Provided text:

══════════

Source - Alliance News

Royal Mail PLC on Thursday reported a drop in annual profit and warned of a ‘downside risk’ to consensus expectations for the year ahead.

Shares in Royal Mail were down 12% at 301.74 pence on Thursday morning in London.

In the financial year that ended March 27, the postal service registered a 8.8% drop in pretax profit, which fell to £662 million from £726 million.

In its UK unit, adjusted operating profit jumped 21% with the margin up 90 basis points, but European and North American parcel operation GLS reported a 4.5% decline in profit on sterling terms with a 80 basis points margin drop.

Revenue rose 0.6% to £12.71 billion from £12.64 billion, with its domestic UK arm registering a 1.6% sales decrease while GLS revenue grew 4.4% in sterling terms.

The company explained that the decline in UK revenue reflected changing consumer behaviour after the lifting of lockdown measures as well as lower international volumes. Royal Mail cited the reopening of non-essential high-street shops, which cut into online shopping.

GLS, on the other hand, benefited from a recovery in business-to-business volumes and freight.

Royal Mail proposed a final dividend of 13.3 pence, taking its full-year payout to 20p. This is double on the 10p paid out the year before.

Looking ahead, Royal Mail said current adjusted operating profit consensus of £303 million sits within a range of potential outcomes but ‘with downside risk’. This would be down sharply on the £758 million posted for the recently ended financial year.

══════════

Stored data:

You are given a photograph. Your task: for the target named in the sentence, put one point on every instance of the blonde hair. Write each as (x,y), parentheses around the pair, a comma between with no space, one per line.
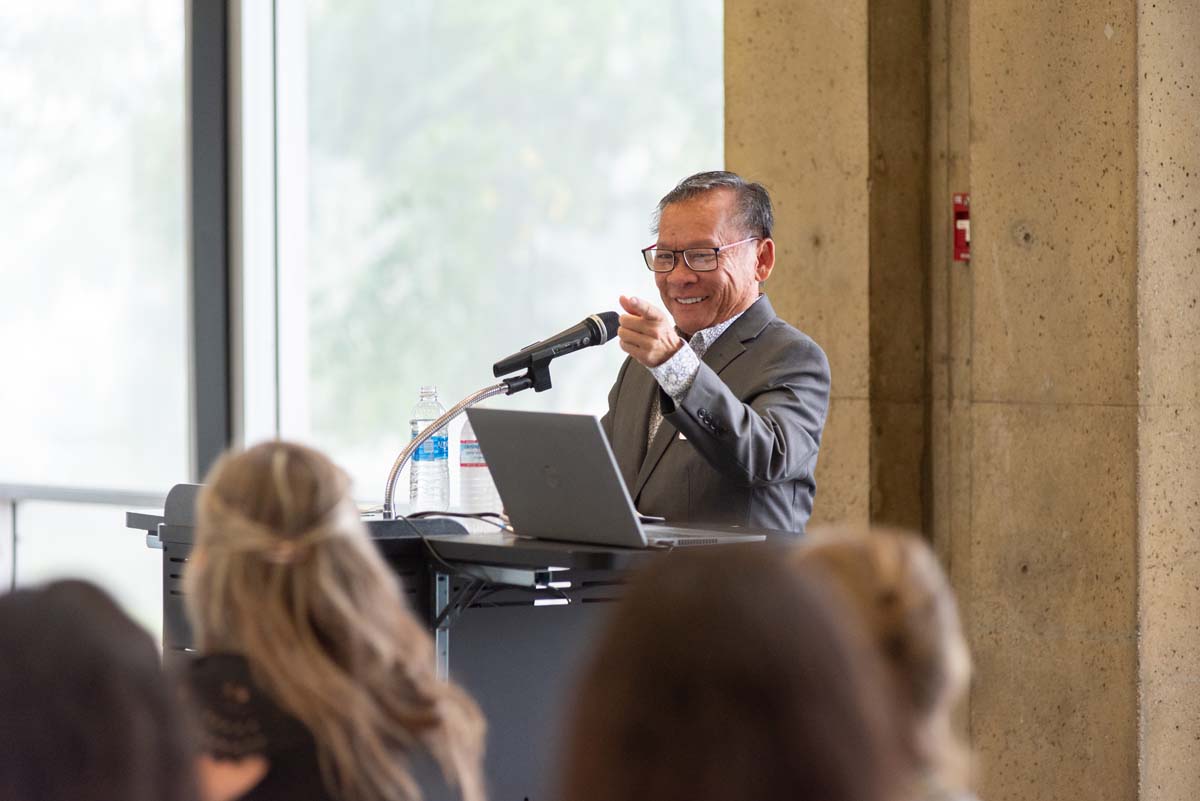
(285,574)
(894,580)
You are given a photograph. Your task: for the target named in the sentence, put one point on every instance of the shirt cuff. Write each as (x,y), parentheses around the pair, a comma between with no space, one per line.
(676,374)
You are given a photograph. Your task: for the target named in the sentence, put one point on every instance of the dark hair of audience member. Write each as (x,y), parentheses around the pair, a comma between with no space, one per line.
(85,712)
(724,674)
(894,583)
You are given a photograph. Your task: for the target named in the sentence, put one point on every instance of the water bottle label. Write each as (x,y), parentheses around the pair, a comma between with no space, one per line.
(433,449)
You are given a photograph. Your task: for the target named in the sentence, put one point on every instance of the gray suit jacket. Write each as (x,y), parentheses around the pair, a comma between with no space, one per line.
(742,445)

══════════

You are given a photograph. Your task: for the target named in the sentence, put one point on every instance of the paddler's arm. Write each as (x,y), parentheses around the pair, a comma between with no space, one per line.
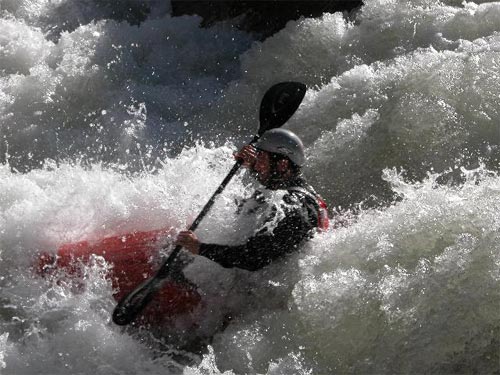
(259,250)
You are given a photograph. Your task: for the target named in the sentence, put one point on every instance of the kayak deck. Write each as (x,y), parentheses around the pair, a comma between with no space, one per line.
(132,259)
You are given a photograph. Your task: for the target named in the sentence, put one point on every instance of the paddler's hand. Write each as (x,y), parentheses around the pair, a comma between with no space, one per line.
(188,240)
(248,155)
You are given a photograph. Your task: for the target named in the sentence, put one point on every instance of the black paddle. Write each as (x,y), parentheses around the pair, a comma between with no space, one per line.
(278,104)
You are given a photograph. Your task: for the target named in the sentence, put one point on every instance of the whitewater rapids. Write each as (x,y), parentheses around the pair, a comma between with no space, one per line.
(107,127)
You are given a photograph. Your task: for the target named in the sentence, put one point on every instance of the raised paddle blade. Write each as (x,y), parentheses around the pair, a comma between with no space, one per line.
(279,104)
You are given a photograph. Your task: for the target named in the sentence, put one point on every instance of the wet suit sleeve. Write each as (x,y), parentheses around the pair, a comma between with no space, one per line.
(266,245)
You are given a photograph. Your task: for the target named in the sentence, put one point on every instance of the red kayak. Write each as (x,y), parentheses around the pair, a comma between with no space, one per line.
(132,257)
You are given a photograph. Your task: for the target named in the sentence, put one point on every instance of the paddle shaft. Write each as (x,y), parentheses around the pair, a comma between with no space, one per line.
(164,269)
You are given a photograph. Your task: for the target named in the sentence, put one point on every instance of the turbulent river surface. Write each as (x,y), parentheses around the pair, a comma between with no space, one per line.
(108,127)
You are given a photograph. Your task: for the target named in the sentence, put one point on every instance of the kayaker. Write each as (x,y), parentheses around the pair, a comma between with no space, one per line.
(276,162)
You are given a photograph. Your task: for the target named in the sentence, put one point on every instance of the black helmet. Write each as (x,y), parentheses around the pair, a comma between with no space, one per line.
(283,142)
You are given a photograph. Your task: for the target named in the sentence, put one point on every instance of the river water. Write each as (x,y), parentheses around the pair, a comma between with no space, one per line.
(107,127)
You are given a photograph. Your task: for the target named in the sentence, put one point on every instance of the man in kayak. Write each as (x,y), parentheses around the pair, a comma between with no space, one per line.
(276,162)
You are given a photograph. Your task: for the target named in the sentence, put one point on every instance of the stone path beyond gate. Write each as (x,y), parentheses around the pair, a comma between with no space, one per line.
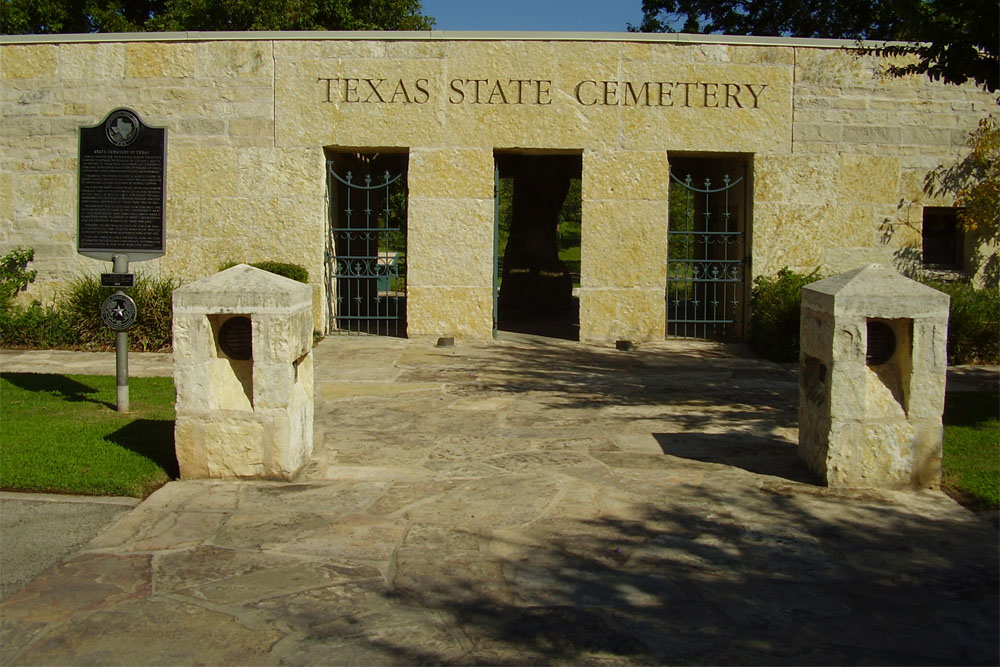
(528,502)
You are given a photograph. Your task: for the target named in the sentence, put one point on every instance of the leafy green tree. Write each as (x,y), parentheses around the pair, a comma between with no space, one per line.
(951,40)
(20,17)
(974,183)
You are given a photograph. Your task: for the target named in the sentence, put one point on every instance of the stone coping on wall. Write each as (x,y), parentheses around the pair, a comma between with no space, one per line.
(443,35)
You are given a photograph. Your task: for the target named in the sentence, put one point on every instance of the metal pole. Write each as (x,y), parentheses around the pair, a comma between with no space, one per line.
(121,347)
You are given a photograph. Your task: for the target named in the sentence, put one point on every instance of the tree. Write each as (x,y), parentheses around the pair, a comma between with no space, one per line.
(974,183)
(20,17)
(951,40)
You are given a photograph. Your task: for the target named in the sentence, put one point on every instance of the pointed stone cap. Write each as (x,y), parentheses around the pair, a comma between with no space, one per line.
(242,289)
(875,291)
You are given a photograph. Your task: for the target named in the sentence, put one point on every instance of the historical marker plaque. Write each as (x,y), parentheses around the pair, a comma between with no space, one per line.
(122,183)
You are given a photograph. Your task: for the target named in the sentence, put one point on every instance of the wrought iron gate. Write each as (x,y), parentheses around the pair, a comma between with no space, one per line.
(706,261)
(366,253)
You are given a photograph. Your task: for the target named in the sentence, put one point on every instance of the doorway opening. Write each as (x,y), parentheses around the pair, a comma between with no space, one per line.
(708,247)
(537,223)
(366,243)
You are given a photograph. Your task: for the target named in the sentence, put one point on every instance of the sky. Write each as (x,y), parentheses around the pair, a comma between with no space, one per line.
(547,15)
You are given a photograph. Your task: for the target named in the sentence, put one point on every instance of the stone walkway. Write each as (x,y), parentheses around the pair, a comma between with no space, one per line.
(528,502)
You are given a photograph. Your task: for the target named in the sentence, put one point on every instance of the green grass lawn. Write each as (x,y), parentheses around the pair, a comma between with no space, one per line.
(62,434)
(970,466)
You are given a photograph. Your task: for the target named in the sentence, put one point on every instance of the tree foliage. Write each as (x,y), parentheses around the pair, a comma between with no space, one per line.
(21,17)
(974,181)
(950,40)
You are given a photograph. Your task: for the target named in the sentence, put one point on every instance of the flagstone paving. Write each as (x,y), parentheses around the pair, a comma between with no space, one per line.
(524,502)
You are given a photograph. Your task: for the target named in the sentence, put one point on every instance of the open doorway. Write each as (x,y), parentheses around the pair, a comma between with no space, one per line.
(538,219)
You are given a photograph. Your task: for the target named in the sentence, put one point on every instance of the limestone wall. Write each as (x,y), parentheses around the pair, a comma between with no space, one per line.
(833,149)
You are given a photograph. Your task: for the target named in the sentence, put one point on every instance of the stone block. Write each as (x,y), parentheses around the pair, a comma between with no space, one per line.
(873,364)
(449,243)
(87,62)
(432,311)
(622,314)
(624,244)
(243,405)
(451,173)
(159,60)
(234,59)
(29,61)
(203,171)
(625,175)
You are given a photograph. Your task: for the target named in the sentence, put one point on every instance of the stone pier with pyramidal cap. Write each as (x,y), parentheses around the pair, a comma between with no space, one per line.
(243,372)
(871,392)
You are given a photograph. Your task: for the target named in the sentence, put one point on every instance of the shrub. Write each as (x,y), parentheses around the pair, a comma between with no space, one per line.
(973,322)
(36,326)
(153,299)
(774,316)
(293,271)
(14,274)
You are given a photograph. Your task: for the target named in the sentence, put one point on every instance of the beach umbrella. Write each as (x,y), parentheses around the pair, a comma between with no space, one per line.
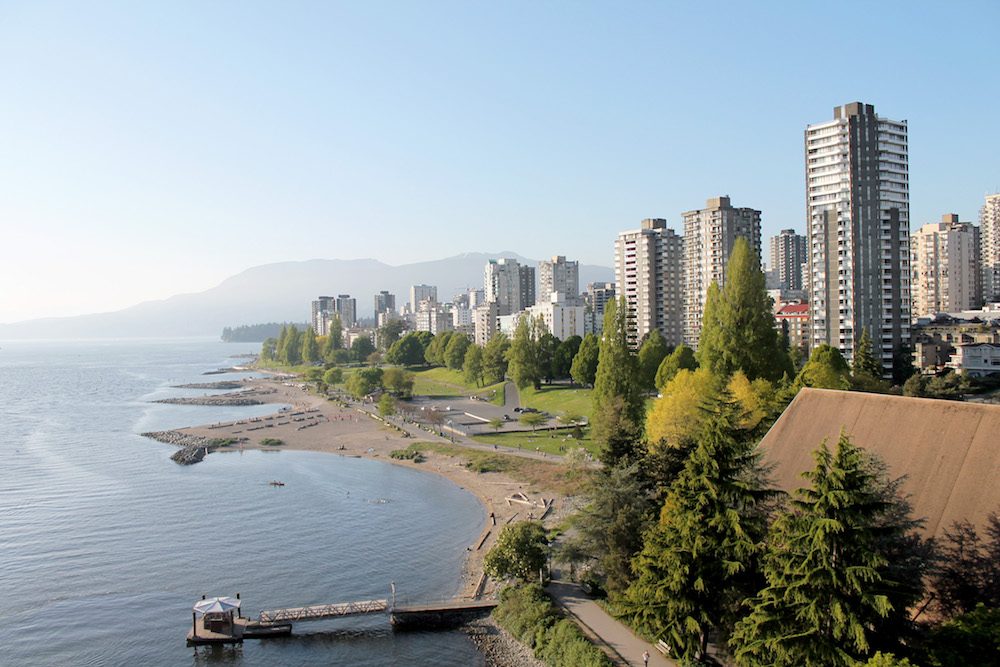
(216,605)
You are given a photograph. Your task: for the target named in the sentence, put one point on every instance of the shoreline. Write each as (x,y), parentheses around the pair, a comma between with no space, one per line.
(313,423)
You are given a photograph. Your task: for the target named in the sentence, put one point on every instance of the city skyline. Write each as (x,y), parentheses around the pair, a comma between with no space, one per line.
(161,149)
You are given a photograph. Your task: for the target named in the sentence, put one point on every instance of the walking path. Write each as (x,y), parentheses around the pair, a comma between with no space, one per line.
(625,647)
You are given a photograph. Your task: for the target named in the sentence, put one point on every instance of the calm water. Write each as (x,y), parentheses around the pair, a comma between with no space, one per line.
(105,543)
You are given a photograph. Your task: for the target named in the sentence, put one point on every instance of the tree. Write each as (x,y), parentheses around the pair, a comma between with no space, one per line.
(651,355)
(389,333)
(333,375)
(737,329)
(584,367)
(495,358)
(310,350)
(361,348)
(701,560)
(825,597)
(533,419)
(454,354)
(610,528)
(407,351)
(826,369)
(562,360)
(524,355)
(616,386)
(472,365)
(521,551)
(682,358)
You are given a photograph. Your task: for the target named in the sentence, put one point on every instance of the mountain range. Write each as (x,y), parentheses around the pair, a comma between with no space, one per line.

══════════

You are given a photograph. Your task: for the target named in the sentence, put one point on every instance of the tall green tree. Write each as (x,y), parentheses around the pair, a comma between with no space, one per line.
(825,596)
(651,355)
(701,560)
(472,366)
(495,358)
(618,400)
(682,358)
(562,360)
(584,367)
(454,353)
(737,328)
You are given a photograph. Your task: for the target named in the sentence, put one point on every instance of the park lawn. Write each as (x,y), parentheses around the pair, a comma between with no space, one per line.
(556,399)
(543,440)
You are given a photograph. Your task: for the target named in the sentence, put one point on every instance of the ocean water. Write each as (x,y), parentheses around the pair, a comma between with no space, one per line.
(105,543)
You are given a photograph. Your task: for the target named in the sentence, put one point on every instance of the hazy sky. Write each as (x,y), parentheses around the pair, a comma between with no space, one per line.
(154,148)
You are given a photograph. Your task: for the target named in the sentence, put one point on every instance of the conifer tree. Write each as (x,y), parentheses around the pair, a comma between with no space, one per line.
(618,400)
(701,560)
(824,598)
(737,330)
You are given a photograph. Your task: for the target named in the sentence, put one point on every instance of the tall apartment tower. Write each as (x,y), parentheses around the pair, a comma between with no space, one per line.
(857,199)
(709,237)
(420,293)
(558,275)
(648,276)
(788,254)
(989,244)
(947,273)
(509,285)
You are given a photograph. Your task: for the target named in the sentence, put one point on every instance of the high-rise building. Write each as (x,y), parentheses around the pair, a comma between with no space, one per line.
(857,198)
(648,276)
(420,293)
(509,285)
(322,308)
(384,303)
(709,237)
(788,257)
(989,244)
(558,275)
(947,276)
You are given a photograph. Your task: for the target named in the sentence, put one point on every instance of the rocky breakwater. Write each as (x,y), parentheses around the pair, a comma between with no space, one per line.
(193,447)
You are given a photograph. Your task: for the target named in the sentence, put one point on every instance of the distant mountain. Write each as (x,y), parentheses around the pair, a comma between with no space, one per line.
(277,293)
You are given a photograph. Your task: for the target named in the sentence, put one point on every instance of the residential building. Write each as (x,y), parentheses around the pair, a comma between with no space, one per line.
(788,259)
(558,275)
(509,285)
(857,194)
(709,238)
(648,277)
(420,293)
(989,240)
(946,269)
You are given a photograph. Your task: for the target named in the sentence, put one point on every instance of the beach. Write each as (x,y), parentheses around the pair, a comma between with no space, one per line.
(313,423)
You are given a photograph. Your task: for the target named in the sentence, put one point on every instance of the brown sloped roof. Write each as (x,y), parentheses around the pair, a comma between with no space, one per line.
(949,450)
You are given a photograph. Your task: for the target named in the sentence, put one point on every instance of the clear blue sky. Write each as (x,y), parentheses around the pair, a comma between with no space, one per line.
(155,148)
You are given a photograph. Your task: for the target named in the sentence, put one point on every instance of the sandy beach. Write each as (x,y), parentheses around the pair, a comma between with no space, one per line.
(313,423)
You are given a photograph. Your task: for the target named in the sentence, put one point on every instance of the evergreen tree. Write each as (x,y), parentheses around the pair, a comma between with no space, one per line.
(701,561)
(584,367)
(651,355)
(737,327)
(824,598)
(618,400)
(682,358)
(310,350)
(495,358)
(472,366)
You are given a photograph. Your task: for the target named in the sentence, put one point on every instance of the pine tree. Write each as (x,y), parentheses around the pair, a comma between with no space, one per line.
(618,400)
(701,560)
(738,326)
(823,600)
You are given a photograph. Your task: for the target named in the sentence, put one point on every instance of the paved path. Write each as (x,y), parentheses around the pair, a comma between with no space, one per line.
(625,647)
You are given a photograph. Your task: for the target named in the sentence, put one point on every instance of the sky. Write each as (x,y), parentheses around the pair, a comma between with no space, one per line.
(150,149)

══════════

What you need to do: Continue the Royal Mail earnings report, picking up after its final sentence.

Response area:
The UK arm’s revenue decline also is anticipated to continue as a results of a reduction in the posting of Covid-19 test kits and of domestic parcels generally. GSL revenue, however, is expected to grow, with high single-digit precent growth forecast.

‘Whilst a difficult environment persisted over the last year, with operational challenges caused by Omicron and tight labour markets, we continued to see financial tailwinds from the pandemic, which are now dissipating. We also have clear headwinds as we enter 2022-23, such as weakening [gross domestic product] and growing inflationary pressures,’ said Royal Mail Chair Keith Williams.

Separately, the company announced that Jourik Hooghe has been appoint as non-executive director from June 1. Hooghe is currently executive vice president and chief financial officer of budget airline Wizz Air Holdings PLC.